Text shown ▸

=====

James F. Drane, emeritus professor of philosophy and clinical bioethics at Pennsylvania Western University, Edinboro, died this past April.
The following obituary is by Stephen J. Sullivan (Associate Professor of Philosophy) and Kiarash Amaresh (Associate Professor of Biology, Director of the Drane Bioethics Institute) of Pennsylvania Western University, Edinboro.
Obituary for James F. Drane (1930-2023)
by Stephen J. Sullivan and Kiarash Amaresh
Dr. James F. Drane—“Jim” to colleagues and friends, “Jimmy” to family—was Russell B. Roth Emeritus Professor of Biomedical Ethics when he passed away in April 2023 after a long and very distinguished career as a multilingual professor and scholar of philosophy, especially bioethics.
Jim was the eldest of ten children in a working-class, Irish Catholic family in southeastern Pennsylvania. It was largely through the priesthood (he was ordained in 1956) that he acquired a remarkable education that included a B.A. in Philosophy from Little Rock College, a B.D. in Theology from Gregorian University in Rome, an M.A. in Romance Languages from Middlebury College, and a Ph.D in Philosophy/Ethics from the University of Madrid. He went on to do postdoctoral work at Georgetown University, Union Theological Seminary, Yale University, and the Menninger School of Psychiatry. Jim taught at Little Rock College, Webster College, Warren State Hospital, and most of all Edinboro University (now known as Pennsylvania Western University, Edinboro), where he was a mainstay for many decades and both founder and first director of the James F. Drane Bioethics Institute. He also held visiting appointments at half a dozen other institutions, including the University of Madrid (which now has an annual lecture series in his name).
Jim got to know many important figures in the Catholic Church, including some who became popes; he considered the current pope, Francis, to be a personal friend. But his own relationship with the Church took a difficult turn in the late 1960s. As a conscientious and compassionate priest who counseled Catholic parents, he was troubled by Pope Paul VI’s 1967 encyclical Humanae Vitae, which unexpectedly reaffirmed traditional Catholic opposition to artificial birth control. Jim wrote and published an article that criticized the encyclical, and for that brave act he was essentially pushed out of the priesthood. He had never lived alone, and now he was on his own. It was then that he went to work at Yale University, for a short period, and traveled to many countries in a joint project with Daniel Callahan to explore international ethical perspectives on abortion. After the trip, and partly on account of a snowstorm, Jim landed at Edinboro University, where he founded the Bioethics Institute and received a generous donation from Dr. Russell B. Roth, president of the American Medical Association. Edinboro would become Jim’s beloved home for the rest of his life, and it is where he has been laid to rest—not in a Catholic cemetery (though he was a devout Catholic all his life) but in a nonsectarian one in which his grave lies next to the planned graves for two Jewish friends who offered him so much love and support in his final years. By the time Jim passed away, an overwhelming majority of American Catholics (including many priests and prominent Catholic ethicists) shared his support for birth control.

=====

Spatial location data:
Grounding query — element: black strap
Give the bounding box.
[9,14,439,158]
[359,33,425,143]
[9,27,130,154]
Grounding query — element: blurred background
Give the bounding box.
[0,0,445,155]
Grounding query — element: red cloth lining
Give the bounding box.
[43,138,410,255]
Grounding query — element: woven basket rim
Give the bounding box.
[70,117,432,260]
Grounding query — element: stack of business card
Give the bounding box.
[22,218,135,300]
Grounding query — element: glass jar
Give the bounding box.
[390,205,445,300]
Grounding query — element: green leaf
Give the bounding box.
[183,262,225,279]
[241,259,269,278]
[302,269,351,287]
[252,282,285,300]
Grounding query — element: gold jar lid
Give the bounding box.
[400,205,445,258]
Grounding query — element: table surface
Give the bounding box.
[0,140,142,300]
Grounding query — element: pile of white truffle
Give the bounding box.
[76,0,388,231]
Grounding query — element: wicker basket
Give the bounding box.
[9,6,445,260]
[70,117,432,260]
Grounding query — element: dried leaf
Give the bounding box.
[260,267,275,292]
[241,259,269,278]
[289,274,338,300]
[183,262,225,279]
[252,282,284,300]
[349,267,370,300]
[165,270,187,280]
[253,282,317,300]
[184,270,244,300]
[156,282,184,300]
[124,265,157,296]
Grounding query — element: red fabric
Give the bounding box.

=====

Things to do ▸
a. Repeat the obituary's words from "James F. Drane, emeritus" up to and including "Western University, Edinboro.".
b. According to the obituary, from which university did James F. Drane receive his Ph.D.?
c. Decide whether each statement agrees with the obituary, giving yes or no and quoting the words that settle it: (i) Drane was the eldest of ten children. (ii) Drane was buried in a Catholic cemetery. (iii) Drane founded the Bioethics Institute at Edinboro.
Rely only on the obituary to answer.

Answer section ▸
a.
James F. Drane, emeritus professor of philosophy and clinical bioethics at Pennsylvania Western University, Edinboro, died this past April.
The following obituary is by Stephen J. Sullivan (Associate Professor of Philosophy) and Kiarash Amaresh (Associate Professor of Biology, Director of the Drane Bioethics Institute) of Pennsylvania Western University, Edinboro.

b. The University of Madrid.

c.
(i) Yes: "Jim was the eldest of ten children"
(ii) No: "not in a Catholic cemetery (though he was a devout Catholic all his life) but in a nonsectarian one"
(iii) Yes: "both founder and first director of the James F. Drane Bioethics Institute"